(Source items)
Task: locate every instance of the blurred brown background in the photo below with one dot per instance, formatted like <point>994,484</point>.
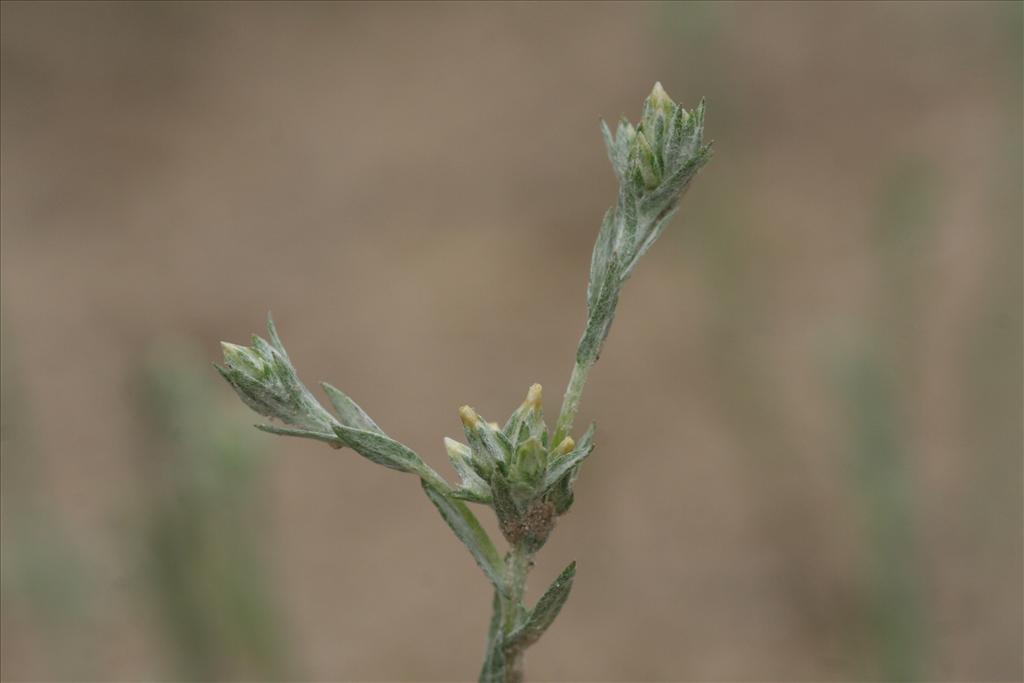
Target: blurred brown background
<point>809,460</point>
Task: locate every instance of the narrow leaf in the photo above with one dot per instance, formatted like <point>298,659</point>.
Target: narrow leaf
<point>564,464</point>
<point>468,529</point>
<point>302,433</point>
<point>495,664</point>
<point>348,411</point>
<point>545,612</point>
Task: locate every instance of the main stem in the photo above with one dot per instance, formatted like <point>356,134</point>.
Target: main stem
<point>517,565</point>
<point>570,402</point>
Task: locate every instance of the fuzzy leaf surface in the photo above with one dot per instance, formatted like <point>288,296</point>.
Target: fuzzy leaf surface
<point>543,615</point>
<point>468,529</point>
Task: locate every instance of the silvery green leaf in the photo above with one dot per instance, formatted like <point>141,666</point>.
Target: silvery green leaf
<point>673,186</point>
<point>530,463</point>
<point>348,411</point>
<point>617,160</point>
<point>487,453</point>
<point>652,235</point>
<point>472,483</point>
<point>674,138</point>
<point>271,330</point>
<point>468,529</point>
<point>470,496</point>
<point>629,221</point>
<point>563,465</point>
<point>600,315</point>
<point>601,256</point>
<point>506,507</point>
<point>543,615</point>
<point>381,450</point>
<point>302,433</point>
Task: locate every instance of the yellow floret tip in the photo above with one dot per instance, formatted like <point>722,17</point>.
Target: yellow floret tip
<point>535,395</point>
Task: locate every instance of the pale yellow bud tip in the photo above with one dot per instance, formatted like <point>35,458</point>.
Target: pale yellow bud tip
<point>534,396</point>
<point>468,417</point>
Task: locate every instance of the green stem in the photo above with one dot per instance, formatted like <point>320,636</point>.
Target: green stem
<point>570,402</point>
<point>517,564</point>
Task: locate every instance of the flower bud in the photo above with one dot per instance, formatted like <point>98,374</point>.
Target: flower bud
<point>647,162</point>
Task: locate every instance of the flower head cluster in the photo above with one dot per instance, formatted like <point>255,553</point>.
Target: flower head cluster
<point>654,162</point>
<point>515,468</point>
<point>263,377</point>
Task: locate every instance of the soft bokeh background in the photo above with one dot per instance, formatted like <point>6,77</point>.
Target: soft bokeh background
<point>809,463</point>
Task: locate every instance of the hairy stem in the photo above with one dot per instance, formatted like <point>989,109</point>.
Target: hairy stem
<point>517,562</point>
<point>570,402</point>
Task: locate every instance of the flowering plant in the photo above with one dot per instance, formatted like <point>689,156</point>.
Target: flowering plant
<point>520,469</point>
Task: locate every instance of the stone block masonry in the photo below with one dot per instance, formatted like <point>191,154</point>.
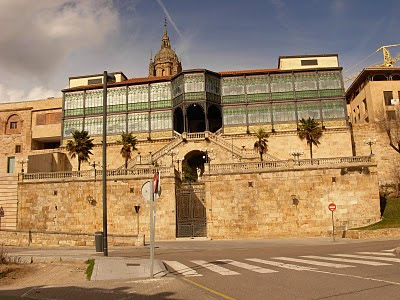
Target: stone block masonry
<point>242,200</point>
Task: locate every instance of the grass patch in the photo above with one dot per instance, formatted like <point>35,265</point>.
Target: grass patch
<point>391,216</point>
<point>89,269</point>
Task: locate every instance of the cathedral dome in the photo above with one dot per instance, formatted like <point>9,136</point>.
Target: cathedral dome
<point>166,62</point>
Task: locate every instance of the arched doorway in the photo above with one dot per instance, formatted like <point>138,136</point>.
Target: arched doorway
<point>214,118</point>
<point>191,218</point>
<point>178,120</point>
<point>195,118</point>
<point>193,166</point>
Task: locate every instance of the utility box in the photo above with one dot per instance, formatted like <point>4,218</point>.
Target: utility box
<point>98,237</point>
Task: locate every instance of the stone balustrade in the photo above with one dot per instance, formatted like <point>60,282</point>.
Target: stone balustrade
<point>90,174</point>
<point>286,164</point>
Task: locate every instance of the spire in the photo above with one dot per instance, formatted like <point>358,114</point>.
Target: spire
<point>165,39</point>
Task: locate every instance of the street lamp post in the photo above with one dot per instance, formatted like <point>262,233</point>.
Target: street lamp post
<point>94,165</point>
<point>106,77</point>
<point>370,142</point>
<point>23,161</point>
<point>172,153</point>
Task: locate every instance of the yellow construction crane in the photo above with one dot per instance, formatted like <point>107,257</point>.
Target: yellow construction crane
<point>388,60</point>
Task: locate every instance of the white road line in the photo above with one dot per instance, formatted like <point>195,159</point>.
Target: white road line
<point>313,262</point>
<point>247,266</point>
<point>369,257</point>
<point>182,269</point>
<point>214,268</point>
<point>362,262</point>
<point>377,253</point>
<point>281,265</point>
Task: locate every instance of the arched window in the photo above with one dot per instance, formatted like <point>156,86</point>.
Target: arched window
<point>13,125</point>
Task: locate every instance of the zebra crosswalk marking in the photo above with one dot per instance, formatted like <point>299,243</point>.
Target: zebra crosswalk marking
<point>346,260</point>
<point>377,253</point>
<point>247,266</point>
<point>214,268</point>
<point>182,269</point>
<point>369,257</point>
<point>281,265</point>
<point>313,262</point>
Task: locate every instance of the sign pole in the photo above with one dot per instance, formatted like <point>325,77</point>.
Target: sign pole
<point>151,229</point>
<point>333,227</point>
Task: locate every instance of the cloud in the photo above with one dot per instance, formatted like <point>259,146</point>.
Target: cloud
<point>37,38</point>
<point>14,95</point>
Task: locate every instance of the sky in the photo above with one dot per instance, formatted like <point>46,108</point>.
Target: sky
<point>43,42</point>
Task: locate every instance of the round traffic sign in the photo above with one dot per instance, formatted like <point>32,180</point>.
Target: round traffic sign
<point>146,190</point>
<point>332,206</point>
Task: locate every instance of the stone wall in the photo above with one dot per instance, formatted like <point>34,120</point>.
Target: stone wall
<point>48,238</point>
<point>75,205</point>
<point>387,158</point>
<point>261,205</point>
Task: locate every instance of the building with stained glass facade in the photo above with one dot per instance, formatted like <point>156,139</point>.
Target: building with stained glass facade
<point>199,100</point>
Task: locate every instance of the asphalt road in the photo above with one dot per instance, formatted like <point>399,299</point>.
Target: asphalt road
<point>277,269</point>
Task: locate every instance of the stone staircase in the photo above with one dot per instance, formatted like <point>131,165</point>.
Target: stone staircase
<point>249,154</point>
<point>216,138</point>
<point>9,200</point>
<point>148,159</point>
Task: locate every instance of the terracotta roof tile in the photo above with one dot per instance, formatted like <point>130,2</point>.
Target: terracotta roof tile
<point>237,72</point>
<point>112,84</point>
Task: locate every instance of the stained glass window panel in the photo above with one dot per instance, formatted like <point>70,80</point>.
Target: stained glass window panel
<point>161,120</point>
<point>73,105</point>
<point>232,86</point>
<point>194,83</point>
<point>177,86</point>
<point>257,84</point>
<point>138,97</point>
<point>309,110</point>
<point>234,115</point>
<point>138,122</point>
<point>212,85</point>
<point>94,125</point>
<point>329,80</point>
<point>281,83</point>
<point>259,114</point>
<point>71,125</point>
<point>116,124</point>
<point>284,112</point>
<point>116,99</point>
<point>333,110</point>
<point>94,102</point>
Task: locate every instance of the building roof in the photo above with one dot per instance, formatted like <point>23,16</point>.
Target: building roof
<point>370,71</point>
<point>115,84</point>
<point>152,79</point>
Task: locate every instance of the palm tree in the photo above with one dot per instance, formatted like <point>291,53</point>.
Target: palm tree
<point>128,142</point>
<point>311,131</point>
<point>80,146</point>
<point>261,144</point>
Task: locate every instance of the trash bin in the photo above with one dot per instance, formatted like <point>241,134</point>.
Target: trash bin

__INSTRUCTIONS TO FOLLOW__: Copy every one of the items above word for word, but leave out the pictures.

__SOLUTION__:
Task: locate every instance of the blurred brown background in the photo below with one dot per instance, formatted like <point>994,484</point>.
Target: blurred brown background
<point>809,460</point>
Task: locate every instance of the narrow leaf in the photo above with one dot per instance, formatted like <point>298,659</point>.
Target: narrow leaf
<point>564,464</point>
<point>468,529</point>
<point>302,433</point>
<point>495,664</point>
<point>348,411</point>
<point>545,612</point>
Task: locate every instance of the main stem in the photo above with one dot per instance, formatted like <point>356,134</point>.
Target: main stem
<point>517,565</point>
<point>570,402</point>
Task: locate every instance of the fuzzy leaf surface in the photo above with one dot per instance, formatted like <point>288,296</point>.
Target: fuzzy leaf surface
<point>543,615</point>
<point>468,529</point>
Task: locate every instance of the silvery green leaf in the photo above with one dot per instance, formatted like <point>141,666</point>.
Target: silvery green leaf
<point>673,186</point>
<point>530,463</point>
<point>348,411</point>
<point>617,160</point>
<point>487,453</point>
<point>652,235</point>
<point>472,483</point>
<point>674,138</point>
<point>271,330</point>
<point>468,529</point>
<point>470,496</point>
<point>629,221</point>
<point>563,465</point>
<point>600,315</point>
<point>601,256</point>
<point>506,507</point>
<point>543,615</point>
<point>381,450</point>
<point>302,433</point>
Task: locate every instance of the yellow floret tip in the photo above with one dot per instance, formatted like <point>722,17</point>.
Target: yellow floret tip
<point>535,395</point>
Task: locate every instance of the pale yellow bud tip in the photo above with one dot per instance, formatted like <point>35,458</point>.
Target: pale yellow bud tip
<point>534,396</point>
<point>468,417</point>
Task: locate every instance of the green stem in the photo above with one dot per instance, formatted like <point>320,636</point>.
Target: green stem
<point>570,402</point>
<point>517,564</point>
Task: locate every instance of the flower bud in the photo above with one dot per instance, formatted like <point>98,374</point>.
Target: flower bud
<point>647,162</point>
Task: locate every instance of the flower head cluster in the photo above with one dot per instance, formatted like <point>255,553</point>.
Target: flower head cluster
<point>654,162</point>
<point>515,468</point>
<point>263,377</point>
Task: locate every instance of the soft bokeh background in the photo above with one dot per instance, formatted like <point>6,77</point>.
Target: soft bokeh background
<point>809,463</point>
Task: locate every instance of the hairy stem in the photo above with one dot per instance, formatted like <point>989,109</point>.
Target: hairy stem
<point>517,562</point>
<point>570,402</point>
Task: locate every instance of the flowering plant in the photo above with one dot per instance, formatted like <point>689,156</point>.
Target: flowering plant
<point>520,469</point>
Task: locate every instance of the stone block masonry in the photo below with one dot per instance, formatted like <point>191,154</point>.
Target: stone block masonry
<point>242,200</point>
Task: locate every instance of the grass patch in the photo above with one dot per instance, formatted like <point>35,265</point>.
Target: grass patch
<point>391,216</point>
<point>89,269</point>
Task: locate every instance of the cathedral dome in the photo above with one dot per instance, formatted like <point>9,136</point>.
Target: cathedral dome
<point>166,62</point>
Task: locate every instance of the arched doorway in the photo above with one dot per instance, formatted like <point>138,136</point>.
Target: arched doorway
<point>214,118</point>
<point>191,218</point>
<point>178,120</point>
<point>195,118</point>
<point>193,166</point>
Task: locate every instance of the utility box in the photo above with one dot per instance, formatted like <point>4,218</point>.
Target: utility box
<point>98,237</point>
Task: locate every instance of the stone balustrade in the photo above with one dot per instance, formatted like <point>60,282</point>.
Target: stone balustrade
<point>90,174</point>
<point>286,164</point>
Task: locate every instance of the spire in the photo above with one dot per instance, formatted like <point>358,114</point>.
Target: spire
<point>165,39</point>
Task: locate every instance of the street lamp post in the photo above with one dot per instance, formatted like <point>262,233</point>.
Target: street lamp post
<point>94,165</point>
<point>106,77</point>
<point>370,142</point>
<point>23,161</point>
<point>172,153</point>
Task: locate every instance of the yellow construction crane in the photo above with one dot per instance, formatted like <point>107,257</point>.
Target: yellow construction crane
<point>388,60</point>
Task: locate every instance of the white road line in the photo above with one dot per instance, formatted like <point>195,159</point>.
Target: white road line
<point>313,262</point>
<point>247,266</point>
<point>369,257</point>
<point>182,269</point>
<point>214,268</point>
<point>362,262</point>
<point>377,253</point>
<point>281,265</point>
Task: locate every instance of the arched window in the photo above with one dot per instance, formatted like <point>156,86</point>.
Target: arched window
<point>13,125</point>
Task: locate every instance of the zebra crosswalk marking in the photo above with one dot per instance, formatted like <point>299,243</point>.
Target: zebra crosswalk marking
<point>346,260</point>
<point>377,253</point>
<point>247,266</point>
<point>214,268</point>
<point>182,269</point>
<point>369,257</point>
<point>281,265</point>
<point>313,262</point>
Task: locate every instance of the sign pole in the photo above with one dot per instance, formatted like <point>325,77</point>.
Target: sign pole
<point>151,229</point>
<point>333,227</point>
Task: locate every instance of the cloud in the photo above with one dot per instance, formatted like <point>259,146</point>.
Target: cloud
<point>37,38</point>
<point>14,95</point>
Task: locate every instance of the sky in the photo above with one dot per instance, formatted like <point>46,108</point>.
Target: sky
<point>43,42</point>
Task: locate every instance of the round traffic sign in the photo above with one dot per instance, formatted like <point>32,180</point>.
Target: round traffic sign
<point>146,190</point>
<point>332,206</point>
Task: locate every instance of the stone wall in the photo above with one dot per instance, formatted like <point>34,120</point>.
Target: stone wall
<point>48,238</point>
<point>75,205</point>
<point>387,158</point>
<point>261,205</point>
Task: locate every instance of the building with stained glass facade in the photo above with one dot per instance, formatted like <point>156,139</point>.
Target: building with stained glass facade
<point>199,100</point>
Task: locate every instance of the asphalt road in the photo above with one dot per instance, formatted like <point>399,299</point>.
Target: asphalt road
<point>277,269</point>
Task: locate every instance of the stone staircase in the photo above with one dot per instance, formatted like <point>131,165</point>.
Target: stone staircase
<point>249,154</point>
<point>216,138</point>
<point>9,200</point>
<point>148,159</point>
Task: locate every instance of the terracotta roof tile in the photo above with one dot per instance, formatted like <point>130,2</point>.
Target: terracotta roof tile
<point>237,72</point>
<point>112,84</point>
Task: locate every instance of the stained glass window panel in the photo above with one dot per instance, formatted like <point>70,80</point>.
Target: stained glass window panel
<point>161,120</point>
<point>73,105</point>
<point>232,86</point>
<point>194,83</point>
<point>177,86</point>
<point>257,84</point>
<point>138,97</point>
<point>309,110</point>
<point>234,115</point>
<point>138,122</point>
<point>212,85</point>
<point>94,125</point>
<point>329,80</point>
<point>281,83</point>
<point>259,114</point>
<point>71,125</point>
<point>116,124</point>
<point>284,112</point>
<point>116,99</point>
<point>333,110</point>
<point>94,102</point>
Task: locate every instance of the building roof in the photo above with one dot per instance, formatted like <point>23,16</point>.
Target: building roof
<point>370,71</point>
<point>115,84</point>
<point>152,79</point>
Task: locate every instance of the palm tree in the photo above with one dot per instance, formatted like <point>291,53</point>.
Target: palm tree
<point>128,142</point>
<point>311,131</point>
<point>80,146</point>
<point>261,144</point>
Task: locate every instance of the trash bin in the photo above with one dot per instance, formatted like <point>241,134</point>.
Target: trash bin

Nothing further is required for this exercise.